++++ Data rows ++++

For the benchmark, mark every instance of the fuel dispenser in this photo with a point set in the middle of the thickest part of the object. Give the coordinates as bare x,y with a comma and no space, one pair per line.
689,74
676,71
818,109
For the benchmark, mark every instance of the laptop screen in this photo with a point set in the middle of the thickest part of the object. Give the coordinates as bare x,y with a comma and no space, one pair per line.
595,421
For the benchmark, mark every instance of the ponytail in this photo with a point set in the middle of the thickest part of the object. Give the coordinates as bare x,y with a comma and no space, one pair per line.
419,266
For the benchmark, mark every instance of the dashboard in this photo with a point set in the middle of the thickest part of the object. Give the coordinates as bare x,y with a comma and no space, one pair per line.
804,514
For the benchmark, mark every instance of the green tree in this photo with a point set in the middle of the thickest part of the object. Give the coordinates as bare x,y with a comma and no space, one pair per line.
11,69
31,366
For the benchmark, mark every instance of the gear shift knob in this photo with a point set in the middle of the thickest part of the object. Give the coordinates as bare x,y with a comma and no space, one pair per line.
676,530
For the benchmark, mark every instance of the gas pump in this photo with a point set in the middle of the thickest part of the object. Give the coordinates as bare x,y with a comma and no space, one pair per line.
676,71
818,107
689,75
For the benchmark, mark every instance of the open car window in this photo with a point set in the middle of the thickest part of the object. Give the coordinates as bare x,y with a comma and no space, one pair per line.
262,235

++++

Task to complete
Copy every item above word for word, along with the number pairs listed under each one.

Final result
For the benchmark, mark every instance of the fuel dispenser in this photo with a point set in the middle of the thickest part of the object. Give the coordinates as bare x,y with a comma and no space, one pair per line.
689,74
676,71
818,109
For the benchmark, mark every instance of the laptop screen in this photo with a point set in the middle of the thickest part of the object. Give the coordinates as bare x,y with a comma and no space, one pair per line.
595,421
For the benchmark, mark every instance of the ponytail in this photo with a point set in the middle of the thickest part of the object. Give the coordinates as bare x,y with a comma and no space, one pair per line.
419,266
For the benchmark, mark every instance of the dashboard in this photo with a point set in the middle of the thickest part of the object. Give the coordinates as bare x,y with a comma and no space, one pair per line.
804,514
For the benchmark, mark every instance of the green tree in this photo with a point set in the middle of the thickest part of the object. Give the coordinates as bare x,y with a comma and no space, one pair per line.
11,69
31,366
For the benchmark, mark every instance of the gear shift knob in this photo with a point set in the middle of the thickest part of the object. Give the coordinates as bare x,y with a comma and no space, one pair per line.
676,530
For the benchmark, mark every instance of the gas pump in this photo with a point set in the middle of the thickest part of the object. Give the coordinates as bare x,y with a comma and no space, one pair per line.
676,71
818,107
689,75
For the benchmark, mark every instance of the open car window in this photo with a point set in the middle of the thickest part of the object. Give the coordinates as bare x,y with a comma and no space, one pair per line.
262,235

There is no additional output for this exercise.